WRITTEN REQUEST :: Your task is to repeat all of the material exactly.

======== RECORDS FOR THE TASK

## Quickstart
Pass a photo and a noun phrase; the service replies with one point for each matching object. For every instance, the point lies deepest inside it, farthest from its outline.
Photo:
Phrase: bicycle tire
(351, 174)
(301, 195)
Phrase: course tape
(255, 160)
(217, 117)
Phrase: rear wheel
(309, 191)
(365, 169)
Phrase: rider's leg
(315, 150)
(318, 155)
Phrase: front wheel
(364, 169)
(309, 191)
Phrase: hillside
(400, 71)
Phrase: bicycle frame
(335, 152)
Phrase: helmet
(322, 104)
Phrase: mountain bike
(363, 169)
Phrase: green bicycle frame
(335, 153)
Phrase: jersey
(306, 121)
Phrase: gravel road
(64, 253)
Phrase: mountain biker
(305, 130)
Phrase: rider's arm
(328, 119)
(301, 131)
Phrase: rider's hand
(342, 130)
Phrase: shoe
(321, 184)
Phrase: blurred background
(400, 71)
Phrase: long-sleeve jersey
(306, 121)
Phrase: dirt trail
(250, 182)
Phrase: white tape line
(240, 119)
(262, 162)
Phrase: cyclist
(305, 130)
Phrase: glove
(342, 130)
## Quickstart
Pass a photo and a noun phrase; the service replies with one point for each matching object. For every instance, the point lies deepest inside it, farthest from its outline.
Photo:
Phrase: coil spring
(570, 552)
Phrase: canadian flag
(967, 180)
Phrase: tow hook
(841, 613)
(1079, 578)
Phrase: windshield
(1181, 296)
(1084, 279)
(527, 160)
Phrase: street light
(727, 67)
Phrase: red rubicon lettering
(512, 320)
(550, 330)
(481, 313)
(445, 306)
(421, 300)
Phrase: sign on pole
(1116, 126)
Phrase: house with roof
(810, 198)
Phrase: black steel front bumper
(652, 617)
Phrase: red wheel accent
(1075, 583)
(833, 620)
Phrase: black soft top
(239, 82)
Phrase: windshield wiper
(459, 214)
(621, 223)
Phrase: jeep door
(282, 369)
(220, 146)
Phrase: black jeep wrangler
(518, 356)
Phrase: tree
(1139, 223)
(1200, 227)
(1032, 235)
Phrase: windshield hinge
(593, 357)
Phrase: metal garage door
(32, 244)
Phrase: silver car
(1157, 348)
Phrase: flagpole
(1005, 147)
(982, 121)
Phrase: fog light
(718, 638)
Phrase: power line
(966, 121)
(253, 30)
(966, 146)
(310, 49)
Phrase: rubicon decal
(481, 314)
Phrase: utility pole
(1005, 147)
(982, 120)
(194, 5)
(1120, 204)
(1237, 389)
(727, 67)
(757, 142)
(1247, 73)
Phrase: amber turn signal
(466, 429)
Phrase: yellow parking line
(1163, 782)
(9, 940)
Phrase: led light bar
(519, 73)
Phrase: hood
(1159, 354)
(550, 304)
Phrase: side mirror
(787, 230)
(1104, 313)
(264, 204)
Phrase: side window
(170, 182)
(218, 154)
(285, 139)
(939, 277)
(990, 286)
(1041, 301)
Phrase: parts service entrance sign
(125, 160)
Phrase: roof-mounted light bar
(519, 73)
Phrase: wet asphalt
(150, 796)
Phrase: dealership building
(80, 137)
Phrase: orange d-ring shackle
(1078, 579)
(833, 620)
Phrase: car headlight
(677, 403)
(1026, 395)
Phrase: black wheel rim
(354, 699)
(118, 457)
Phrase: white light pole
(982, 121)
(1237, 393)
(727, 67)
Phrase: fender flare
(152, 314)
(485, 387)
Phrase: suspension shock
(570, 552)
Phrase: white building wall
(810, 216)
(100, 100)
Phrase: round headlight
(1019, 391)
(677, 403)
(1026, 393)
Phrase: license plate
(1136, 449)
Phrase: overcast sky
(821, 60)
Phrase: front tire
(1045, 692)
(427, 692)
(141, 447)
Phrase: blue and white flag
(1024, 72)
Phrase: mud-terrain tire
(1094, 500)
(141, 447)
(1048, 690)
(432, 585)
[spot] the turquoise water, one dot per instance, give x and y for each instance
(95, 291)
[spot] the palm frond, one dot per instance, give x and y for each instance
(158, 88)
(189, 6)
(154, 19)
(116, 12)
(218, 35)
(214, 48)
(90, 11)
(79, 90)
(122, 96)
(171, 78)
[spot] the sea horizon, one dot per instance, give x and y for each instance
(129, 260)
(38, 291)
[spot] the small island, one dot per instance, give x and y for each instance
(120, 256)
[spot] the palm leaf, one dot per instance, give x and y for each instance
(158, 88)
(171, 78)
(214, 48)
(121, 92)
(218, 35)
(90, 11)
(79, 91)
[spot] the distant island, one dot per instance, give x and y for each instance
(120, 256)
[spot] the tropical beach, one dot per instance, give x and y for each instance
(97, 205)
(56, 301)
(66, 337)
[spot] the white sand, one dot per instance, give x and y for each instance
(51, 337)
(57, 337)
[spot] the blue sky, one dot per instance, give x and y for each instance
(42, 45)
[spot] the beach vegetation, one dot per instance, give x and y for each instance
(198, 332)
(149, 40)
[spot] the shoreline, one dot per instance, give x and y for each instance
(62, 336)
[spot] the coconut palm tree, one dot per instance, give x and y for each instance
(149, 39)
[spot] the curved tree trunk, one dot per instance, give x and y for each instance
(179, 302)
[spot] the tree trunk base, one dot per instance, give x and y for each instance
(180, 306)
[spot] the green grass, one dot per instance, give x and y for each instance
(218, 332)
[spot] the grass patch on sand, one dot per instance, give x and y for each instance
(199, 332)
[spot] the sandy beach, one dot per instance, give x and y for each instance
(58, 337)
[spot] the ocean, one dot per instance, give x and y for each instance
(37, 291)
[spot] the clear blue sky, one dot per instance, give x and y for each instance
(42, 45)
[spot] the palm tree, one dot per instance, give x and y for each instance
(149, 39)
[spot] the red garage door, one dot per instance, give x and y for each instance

================

RESULT OF THIS TASK ::
## Quickstart
Pass a photo and a noun phrase; the service replies with one point for each matching object. For every instance, the point lies deepest inside it, farthest from its outline.
Photo:
Phrase: bicycle tire
(351, 174)
(301, 195)
Phrase: course tape
(255, 160)
(217, 117)
Phrase: rear wheel
(309, 191)
(365, 169)
Phrase: rider's leg
(315, 150)
(318, 155)
Phrase: front wheel
(364, 169)
(309, 191)
Phrase: hillside
(400, 71)
Phrase: bicycle frame
(335, 152)
Phrase: helmet
(322, 104)
Phrase: mountain bike
(363, 169)
Phrase: green bicycle frame
(335, 153)
Phrase: jersey
(306, 121)
Phrase: gravel road
(64, 253)
Phrase: mountain biker
(305, 130)
Phrase: rider's arm
(328, 119)
(301, 131)
Phrase: rider's hand
(342, 130)
Phrase: shoe
(321, 184)
Phrase: blurred background
(400, 71)
Phrase: long-sleeve jersey
(306, 121)
Phrase: dirt trail
(250, 182)
Phrase: white tape line
(240, 119)
(262, 162)
Phrase: cyclist
(305, 130)
Phrase: glove
(342, 130)
## Quickstart
Pass a photo and a noun phrase; the service replies with one point for each matching object. For every instance, the point lies deepest inside it, farthest from its outline.
Photo:
Phrase: coil spring
(570, 552)
Phrase: canadian flag
(967, 180)
Phrase: tow hook
(841, 613)
(1079, 578)
Phrase: windshield
(1181, 296)
(1084, 279)
(527, 160)
Phrase: street light
(727, 67)
Phrase: red rubicon lettering
(512, 320)
(550, 330)
(481, 313)
(445, 306)
(421, 300)
Phrase: sign on pole
(1116, 126)
Phrase: house with roof
(810, 198)
Phrase: black steel front bumper
(652, 617)
Phrase: red wheel accent
(1075, 583)
(833, 620)
Phrase: black soft top
(239, 82)
Phrase: windshield wiper
(459, 214)
(621, 223)
Phrase: jeep door
(282, 369)
(220, 146)
Phrase: black jeep wrangler
(518, 356)
Phrase: tree
(1139, 223)
(1200, 227)
(1032, 235)
Phrase: windshield hinge
(593, 357)
Phrase: metal garage door
(32, 244)
Phrase: silver car
(1157, 348)
Phrase: flagpole
(1005, 147)
(982, 121)
Phrase: fog light
(718, 638)
Phrase: power line
(966, 121)
(253, 30)
(966, 146)
(310, 49)
Phrase: rubicon decal
(481, 314)
Phrase: utility pole
(1005, 147)
(982, 120)
(194, 5)
(1120, 204)
(1237, 389)
(727, 67)
(757, 142)
(1247, 73)
Phrase: amber turn signal
(466, 429)
Phrase: yellow parking line
(1163, 782)
(9, 940)
Phrase: led light bar
(519, 73)
Phrase: hood
(1159, 354)
(550, 304)
Phrase: side mirror
(787, 230)
(1104, 313)
(264, 204)
Phrase: side window
(170, 182)
(218, 154)
(285, 139)
(939, 277)
(990, 286)
(1041, 301)
Phrase: parts service entrance sign
(125, 160)
Phrase: roof-mounted light bar
(519, 73)
Phrase: wet asphalt
(150, 796)
Phrase: dealership building
(80, 137)
Phrase: orange d-ring shackle
(1078, 579)
(833, 620)
Phrase: car headlight
(677, 403)
(1026, 395)
Phrase: black wheel rim
(354, 699)
(118, 457)
Phrase: white light pole
(982, 121)
(1237, 393)
(727, 67)
Phrase: fender flare
(152, 314)
(485, 387)
Phrase: suspension shock
(570, 552)
Phrase: white building wall
(810, 216)
(100, 100)
Phrase: round headlight
(1019, 391)
(677, 403)
(1026, 393)
Phrase: license plate
(1136, 449)
Phrase: overcast sky
(821, 60)
Phrase: front tire
(1045, 692)
(427, 692)
(141, 447)
Phrase: blue and white flag
(1024, 72)
Phrase: mud-terrain tire
(1094, 500)
(141, 447)
(1048, 690)
(432, 585)
[spot] the turquoise water, one dot per instance, give x and y for each instance
(95, 291)
[spot] the palm frond, one dot per instance, give x and y for each instance
(158, 88)
(189, 6)
(154, 19)
(116, 12)
(218, 35)
(214, 48)
(90, 11)
(79, 90)
(122, 96)
(171, 78)
[spot] the sea horizon, one dot per instance, give x and y for each instance
(129, 260)
(38, 291)
[spot] the small island, one dot per instance, give x and y for each instance
(120, 256)
[spot] the palm leaf, one dot per instance, give x and y for each instance
(158, 88)
(171, 78)
(214, 48)
(121, 92)
(218, 35)
(90, 11)
(79, 91)
[spot] the distant island, one dot per instance, give x and y for each instance
(120, 256)
[spot] the tropical beach, one dot per instance, give x and y for each instance
(97, 205)
(56, 301)
(66, 337)
[spot] the white sand, one dot per instance, give x and y for each instance
(51, 337)
(57, 337)
[spot] the blue sky, one dot per instance, give x and y for each instance
(42, 45)
[spot] the beach vegetation, one dot per instance, give x and y for each instance
(198, 332)
(149, 40)
[spot] the shoreline, one dot per instance, give x and y for each instance
(62, 336)
[spot] the coconut palm tree, one dot per instance, give x and y for each instance
(149, 39)
[spot] the curved tree trunk, one dot per instance, give x and y for each instance
(179, 302)
[spot] the tree trunk base, one dot per instance, give x and y for each instance
(180, 306)
[spot] the green grass, one dot per instance, give x and y for each instance
(218, 332)
[spot] the grass patch on sand, one dot per instance, give x and y for each instance
(199, 332)
[spot] the sandy beach, one dot per instance, give x and y for each instance
(58, 337)
[spot] the ocean, one dot per instance, give x and y for each instance
(37, 291)
[spot] the clear blue sky, one dot per instance, give x and y for each instance
(42, 45)
[spot] the palm tree, one dot per instance, give x and y for each instance
(149, 39)
[spot] the red garage door, one dot per instance, give x and y for each instance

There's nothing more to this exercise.